• [Saved entries]
▶

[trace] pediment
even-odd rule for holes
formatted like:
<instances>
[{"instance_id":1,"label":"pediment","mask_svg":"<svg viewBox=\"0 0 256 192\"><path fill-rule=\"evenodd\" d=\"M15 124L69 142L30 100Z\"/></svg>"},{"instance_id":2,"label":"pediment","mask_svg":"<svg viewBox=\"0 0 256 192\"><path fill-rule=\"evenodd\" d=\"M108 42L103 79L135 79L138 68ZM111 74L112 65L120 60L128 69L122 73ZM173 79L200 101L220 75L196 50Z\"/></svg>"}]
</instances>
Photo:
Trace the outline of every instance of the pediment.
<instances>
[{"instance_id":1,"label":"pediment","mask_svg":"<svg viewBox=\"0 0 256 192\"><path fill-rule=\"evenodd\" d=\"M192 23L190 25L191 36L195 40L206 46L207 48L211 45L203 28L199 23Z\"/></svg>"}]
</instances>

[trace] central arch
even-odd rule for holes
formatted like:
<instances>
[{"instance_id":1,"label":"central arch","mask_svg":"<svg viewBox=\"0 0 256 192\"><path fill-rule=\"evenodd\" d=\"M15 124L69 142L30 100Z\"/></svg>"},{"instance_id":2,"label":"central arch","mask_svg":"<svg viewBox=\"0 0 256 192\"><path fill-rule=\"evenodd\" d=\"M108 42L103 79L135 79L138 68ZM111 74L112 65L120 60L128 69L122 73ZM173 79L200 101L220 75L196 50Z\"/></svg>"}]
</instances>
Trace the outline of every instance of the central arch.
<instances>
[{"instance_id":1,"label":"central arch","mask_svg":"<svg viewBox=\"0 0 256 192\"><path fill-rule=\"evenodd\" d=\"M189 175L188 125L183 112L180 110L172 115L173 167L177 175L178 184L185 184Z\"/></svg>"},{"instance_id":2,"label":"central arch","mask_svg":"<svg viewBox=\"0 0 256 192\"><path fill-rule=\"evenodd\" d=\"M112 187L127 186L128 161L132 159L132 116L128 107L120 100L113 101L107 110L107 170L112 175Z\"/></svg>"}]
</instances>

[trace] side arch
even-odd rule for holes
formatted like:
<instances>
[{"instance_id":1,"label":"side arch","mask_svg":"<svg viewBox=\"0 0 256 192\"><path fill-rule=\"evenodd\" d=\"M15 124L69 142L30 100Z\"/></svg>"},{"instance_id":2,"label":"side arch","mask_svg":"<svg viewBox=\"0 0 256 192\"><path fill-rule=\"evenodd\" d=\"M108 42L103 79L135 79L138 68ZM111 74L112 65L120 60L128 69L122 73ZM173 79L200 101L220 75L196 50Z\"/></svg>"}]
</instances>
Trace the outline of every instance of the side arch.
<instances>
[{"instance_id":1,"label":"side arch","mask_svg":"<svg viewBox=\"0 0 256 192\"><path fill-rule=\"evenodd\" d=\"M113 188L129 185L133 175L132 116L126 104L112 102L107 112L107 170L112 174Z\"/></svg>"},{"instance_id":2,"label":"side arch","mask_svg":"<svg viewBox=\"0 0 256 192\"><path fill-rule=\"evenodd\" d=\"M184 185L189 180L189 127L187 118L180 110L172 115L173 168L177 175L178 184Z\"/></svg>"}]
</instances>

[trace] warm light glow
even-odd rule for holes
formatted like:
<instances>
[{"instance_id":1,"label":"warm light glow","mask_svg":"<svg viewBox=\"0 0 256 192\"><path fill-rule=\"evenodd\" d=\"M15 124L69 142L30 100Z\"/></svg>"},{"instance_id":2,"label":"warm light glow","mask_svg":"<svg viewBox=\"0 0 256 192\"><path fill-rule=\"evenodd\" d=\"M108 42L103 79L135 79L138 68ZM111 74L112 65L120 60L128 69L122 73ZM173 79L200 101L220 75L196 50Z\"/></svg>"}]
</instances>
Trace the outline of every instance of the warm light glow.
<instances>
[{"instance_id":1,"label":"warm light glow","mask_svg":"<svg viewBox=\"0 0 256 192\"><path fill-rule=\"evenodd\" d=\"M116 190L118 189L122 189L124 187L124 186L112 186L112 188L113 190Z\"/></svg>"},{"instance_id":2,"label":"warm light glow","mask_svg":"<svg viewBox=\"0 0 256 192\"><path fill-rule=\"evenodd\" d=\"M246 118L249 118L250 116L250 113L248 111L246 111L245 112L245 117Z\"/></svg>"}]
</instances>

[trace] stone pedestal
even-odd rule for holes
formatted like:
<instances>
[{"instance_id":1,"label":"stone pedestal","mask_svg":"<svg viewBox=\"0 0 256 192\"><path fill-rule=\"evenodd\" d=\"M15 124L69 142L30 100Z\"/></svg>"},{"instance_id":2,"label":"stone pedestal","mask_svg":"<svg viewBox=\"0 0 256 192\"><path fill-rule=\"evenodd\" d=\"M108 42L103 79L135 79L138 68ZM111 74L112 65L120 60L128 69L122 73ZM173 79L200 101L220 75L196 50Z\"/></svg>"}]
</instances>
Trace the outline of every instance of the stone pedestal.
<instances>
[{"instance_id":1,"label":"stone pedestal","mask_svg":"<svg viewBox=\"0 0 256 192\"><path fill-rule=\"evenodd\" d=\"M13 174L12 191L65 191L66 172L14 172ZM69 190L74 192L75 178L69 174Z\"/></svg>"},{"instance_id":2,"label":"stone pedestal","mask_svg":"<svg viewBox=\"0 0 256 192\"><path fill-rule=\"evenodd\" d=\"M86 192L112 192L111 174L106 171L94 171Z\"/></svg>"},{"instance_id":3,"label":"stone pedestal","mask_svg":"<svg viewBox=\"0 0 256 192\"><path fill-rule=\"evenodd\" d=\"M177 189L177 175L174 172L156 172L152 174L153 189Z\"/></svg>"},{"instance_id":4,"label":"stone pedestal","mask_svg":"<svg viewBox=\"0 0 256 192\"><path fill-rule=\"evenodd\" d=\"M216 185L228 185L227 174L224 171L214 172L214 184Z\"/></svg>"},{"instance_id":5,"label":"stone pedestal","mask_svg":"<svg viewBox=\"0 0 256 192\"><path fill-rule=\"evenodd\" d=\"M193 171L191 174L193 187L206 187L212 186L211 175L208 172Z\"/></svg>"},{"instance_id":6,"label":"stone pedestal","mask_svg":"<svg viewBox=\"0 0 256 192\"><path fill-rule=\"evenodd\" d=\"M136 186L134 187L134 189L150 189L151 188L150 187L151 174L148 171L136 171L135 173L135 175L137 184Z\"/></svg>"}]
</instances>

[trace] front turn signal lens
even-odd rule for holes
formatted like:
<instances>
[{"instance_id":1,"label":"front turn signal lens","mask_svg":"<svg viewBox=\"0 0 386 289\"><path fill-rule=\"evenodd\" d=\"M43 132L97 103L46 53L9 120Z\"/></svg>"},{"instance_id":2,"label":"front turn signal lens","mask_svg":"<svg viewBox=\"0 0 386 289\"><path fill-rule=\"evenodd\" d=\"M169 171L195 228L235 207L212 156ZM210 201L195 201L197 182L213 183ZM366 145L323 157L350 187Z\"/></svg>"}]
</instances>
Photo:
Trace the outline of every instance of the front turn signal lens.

◀

• [Work to do]
Extract every line from the one containing "[trace] front turn signal lens" through the last line of the data, inclusive, exactly as written.

• [Complete answer]
[trace] front turn signal lens
even-odd rule for holes
formatted like:
<instances>
[{"instance_id":1,"label":"front turn signal lens","mask_svg":"<svg viewBox=\"0 0 386 289\"><path fill-rule=\"evenodd\" d=\"M43 132L97 103L46 53L9 120Z\"/></svg>"},{"instance_id":2,"label":"front turn signal lens","mask_svg":"<svg viewBox=\"0 0 386 289\"><path fill-rule=\"evenodd\" d=\"M169 171L195 228L235 207L212 156ZM210 201L195 201L197 182L213 183ZM366 145L323 157L350 187Z\"/></svg>"}]
</instances>
Photo:
Trace the outline of every instance of the front turn signal lens.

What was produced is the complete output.